[start]

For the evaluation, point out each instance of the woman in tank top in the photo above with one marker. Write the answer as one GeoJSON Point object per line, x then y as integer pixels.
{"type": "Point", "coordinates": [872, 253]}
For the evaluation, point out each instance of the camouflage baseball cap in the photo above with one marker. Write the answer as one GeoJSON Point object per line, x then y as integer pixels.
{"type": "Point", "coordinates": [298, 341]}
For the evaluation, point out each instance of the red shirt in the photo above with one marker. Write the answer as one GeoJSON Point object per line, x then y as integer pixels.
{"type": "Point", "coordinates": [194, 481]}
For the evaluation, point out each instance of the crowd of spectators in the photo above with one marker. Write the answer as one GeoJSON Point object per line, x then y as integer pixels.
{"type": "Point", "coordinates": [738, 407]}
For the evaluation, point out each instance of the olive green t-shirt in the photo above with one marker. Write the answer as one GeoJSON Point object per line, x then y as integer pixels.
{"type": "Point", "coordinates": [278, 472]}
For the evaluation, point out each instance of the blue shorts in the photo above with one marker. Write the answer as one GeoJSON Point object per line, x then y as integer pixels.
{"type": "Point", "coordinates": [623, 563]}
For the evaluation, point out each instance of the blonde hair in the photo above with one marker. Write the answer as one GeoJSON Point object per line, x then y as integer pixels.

[end]

> Exercise details
Could you recast the material from the line containing "For the evaluation, point out each instance of the crowd" through the last line, both included, as a numbered list with blank lines left out?

> Solution
1. For the evaluation, point out each instance of the crowd of spectators in the photo above with one marker. Write the answer as one GeoJSON Point object per line, x then y as integer pixels.
2. {"type": "Point", "coordinates": [738, 407]}
3. For the evaluation, point out each instance of the olive green t-shirt in the photo above with one marker. Write the answer as one GeoJSON Point object per line, x then y as integer pixels.
4. {"type": "Point", "coordinates": [278, 472]}
5. For the evaluation, point out each instance of the blue shorts in the photo above with one marker. Write the answer as one GeoJSON Point object per line, x then y as integer pixels.
6. {"type": "Point", "coordinates": [623, 563]}
7. For the evaluation, point out each instance of the blonde hair in the photo above with one marker. Write the answer as one GeoJSON Point object per line, x then y as integer pixels.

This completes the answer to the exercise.